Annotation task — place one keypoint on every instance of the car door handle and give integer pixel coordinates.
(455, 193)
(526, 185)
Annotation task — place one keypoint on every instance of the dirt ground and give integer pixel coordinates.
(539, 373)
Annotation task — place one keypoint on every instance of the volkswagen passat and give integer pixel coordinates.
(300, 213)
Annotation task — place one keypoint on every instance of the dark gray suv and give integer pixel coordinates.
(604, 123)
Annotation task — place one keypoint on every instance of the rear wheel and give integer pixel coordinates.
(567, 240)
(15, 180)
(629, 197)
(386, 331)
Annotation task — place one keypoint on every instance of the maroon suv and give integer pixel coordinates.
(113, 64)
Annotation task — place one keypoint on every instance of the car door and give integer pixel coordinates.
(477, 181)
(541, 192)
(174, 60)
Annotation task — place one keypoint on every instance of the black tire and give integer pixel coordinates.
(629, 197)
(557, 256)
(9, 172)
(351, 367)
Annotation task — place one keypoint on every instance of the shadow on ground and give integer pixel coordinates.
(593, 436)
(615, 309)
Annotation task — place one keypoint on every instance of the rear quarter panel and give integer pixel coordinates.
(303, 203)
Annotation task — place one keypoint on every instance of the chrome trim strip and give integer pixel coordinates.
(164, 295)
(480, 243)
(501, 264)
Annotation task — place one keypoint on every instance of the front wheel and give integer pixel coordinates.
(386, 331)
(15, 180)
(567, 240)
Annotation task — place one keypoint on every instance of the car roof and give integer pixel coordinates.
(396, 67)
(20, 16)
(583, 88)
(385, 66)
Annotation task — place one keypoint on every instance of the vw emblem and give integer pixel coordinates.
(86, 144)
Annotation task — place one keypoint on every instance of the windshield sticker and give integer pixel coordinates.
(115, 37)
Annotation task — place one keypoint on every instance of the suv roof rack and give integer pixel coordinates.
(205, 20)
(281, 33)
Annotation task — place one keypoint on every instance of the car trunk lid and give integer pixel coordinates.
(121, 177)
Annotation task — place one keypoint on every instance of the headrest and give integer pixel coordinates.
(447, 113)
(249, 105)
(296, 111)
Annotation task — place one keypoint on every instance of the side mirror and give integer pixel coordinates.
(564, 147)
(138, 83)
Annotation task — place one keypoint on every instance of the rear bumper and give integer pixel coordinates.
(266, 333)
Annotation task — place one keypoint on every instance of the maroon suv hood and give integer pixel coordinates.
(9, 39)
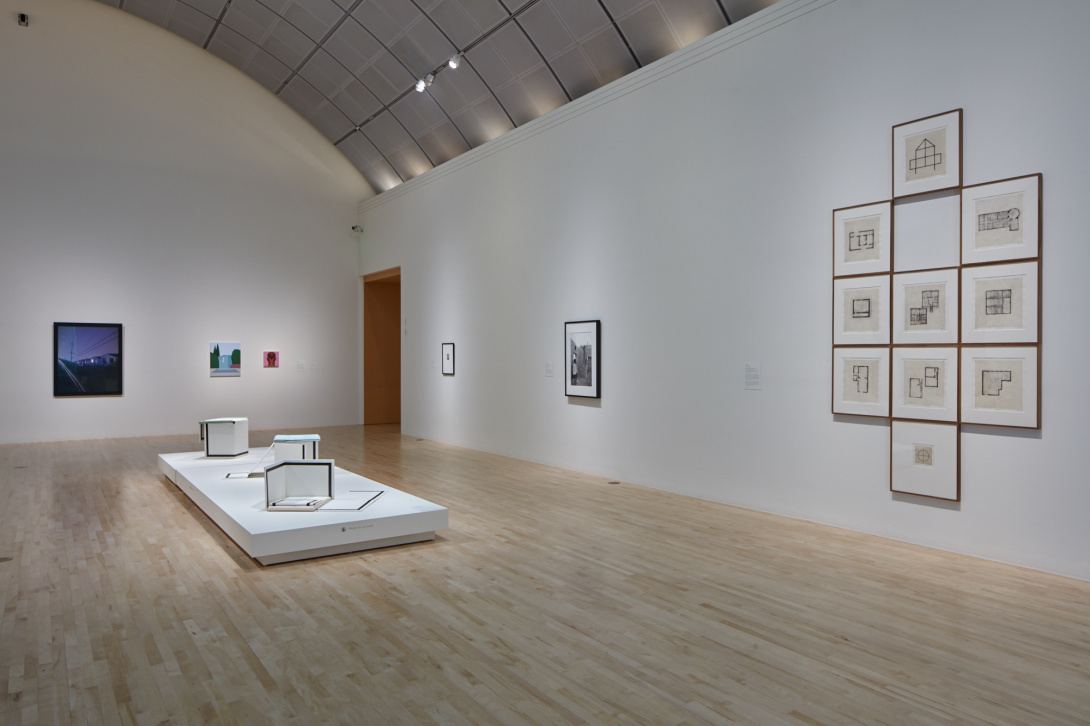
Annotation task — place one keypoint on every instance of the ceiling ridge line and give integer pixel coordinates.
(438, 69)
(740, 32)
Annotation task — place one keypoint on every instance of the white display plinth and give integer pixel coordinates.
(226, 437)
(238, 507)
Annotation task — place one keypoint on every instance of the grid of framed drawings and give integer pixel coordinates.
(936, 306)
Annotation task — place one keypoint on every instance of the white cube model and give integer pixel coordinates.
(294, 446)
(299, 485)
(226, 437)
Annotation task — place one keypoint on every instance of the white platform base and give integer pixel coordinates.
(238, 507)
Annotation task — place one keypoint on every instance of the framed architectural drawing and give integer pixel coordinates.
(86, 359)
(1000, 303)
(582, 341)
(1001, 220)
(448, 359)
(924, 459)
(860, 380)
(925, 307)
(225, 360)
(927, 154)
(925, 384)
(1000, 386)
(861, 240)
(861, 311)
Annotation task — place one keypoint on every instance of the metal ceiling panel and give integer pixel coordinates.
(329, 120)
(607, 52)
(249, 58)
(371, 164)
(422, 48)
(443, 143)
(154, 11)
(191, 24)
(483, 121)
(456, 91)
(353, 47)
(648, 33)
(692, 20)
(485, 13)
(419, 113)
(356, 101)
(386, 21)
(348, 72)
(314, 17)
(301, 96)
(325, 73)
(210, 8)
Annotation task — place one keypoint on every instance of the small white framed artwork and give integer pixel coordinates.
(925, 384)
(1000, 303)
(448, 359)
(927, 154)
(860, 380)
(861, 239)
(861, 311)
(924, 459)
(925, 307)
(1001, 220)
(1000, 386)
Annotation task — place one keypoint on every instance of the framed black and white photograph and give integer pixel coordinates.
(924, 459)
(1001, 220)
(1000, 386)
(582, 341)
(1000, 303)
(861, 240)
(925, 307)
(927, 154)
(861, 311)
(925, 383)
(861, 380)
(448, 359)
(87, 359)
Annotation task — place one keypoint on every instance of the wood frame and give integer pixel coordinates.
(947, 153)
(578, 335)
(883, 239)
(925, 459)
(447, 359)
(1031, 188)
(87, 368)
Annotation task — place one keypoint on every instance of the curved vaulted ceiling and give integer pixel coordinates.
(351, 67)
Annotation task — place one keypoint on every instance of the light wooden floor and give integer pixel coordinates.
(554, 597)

..........

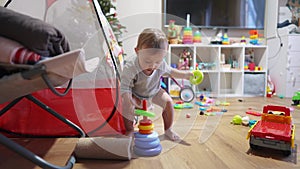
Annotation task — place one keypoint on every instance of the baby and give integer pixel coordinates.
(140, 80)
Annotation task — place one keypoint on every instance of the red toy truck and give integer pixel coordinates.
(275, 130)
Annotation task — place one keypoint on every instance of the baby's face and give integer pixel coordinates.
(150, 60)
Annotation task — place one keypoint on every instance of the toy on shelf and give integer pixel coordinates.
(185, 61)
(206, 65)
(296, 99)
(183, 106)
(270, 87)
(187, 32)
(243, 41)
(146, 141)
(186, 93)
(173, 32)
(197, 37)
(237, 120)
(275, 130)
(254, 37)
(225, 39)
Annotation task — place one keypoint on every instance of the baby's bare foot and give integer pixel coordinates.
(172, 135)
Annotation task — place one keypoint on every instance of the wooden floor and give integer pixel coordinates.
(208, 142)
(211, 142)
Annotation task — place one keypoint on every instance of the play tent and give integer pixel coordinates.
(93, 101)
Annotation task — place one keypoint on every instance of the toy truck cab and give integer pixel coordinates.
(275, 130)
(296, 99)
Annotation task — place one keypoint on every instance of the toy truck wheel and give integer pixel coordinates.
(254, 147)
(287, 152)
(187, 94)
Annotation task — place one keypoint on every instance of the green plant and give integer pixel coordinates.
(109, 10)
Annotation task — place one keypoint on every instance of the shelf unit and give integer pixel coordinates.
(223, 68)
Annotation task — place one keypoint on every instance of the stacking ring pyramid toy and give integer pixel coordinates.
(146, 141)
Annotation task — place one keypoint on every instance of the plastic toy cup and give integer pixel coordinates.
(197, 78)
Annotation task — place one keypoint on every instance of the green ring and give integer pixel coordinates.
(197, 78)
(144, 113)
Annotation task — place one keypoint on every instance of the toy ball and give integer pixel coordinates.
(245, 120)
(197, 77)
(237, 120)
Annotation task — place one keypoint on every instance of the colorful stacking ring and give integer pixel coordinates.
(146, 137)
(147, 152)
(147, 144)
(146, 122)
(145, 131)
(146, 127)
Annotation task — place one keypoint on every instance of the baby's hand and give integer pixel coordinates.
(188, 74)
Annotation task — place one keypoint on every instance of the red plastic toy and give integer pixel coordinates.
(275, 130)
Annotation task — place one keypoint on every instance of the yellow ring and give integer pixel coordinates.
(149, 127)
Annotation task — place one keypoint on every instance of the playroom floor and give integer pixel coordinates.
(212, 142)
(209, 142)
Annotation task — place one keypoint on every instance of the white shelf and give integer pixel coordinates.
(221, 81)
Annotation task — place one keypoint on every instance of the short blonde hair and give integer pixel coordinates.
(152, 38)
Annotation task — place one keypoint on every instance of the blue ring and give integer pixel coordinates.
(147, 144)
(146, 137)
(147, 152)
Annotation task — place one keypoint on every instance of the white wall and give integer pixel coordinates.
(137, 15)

..........

Brief
List every line in the records above that contains the word "panel".

Output of the exercise
Annotation task — place one keypoint on every instance of the rear quarter panel and give integer pixel coordinates.
Annotation task — place one keypoint on every instance of the metal ceiling panel and give integer pixel coordinates.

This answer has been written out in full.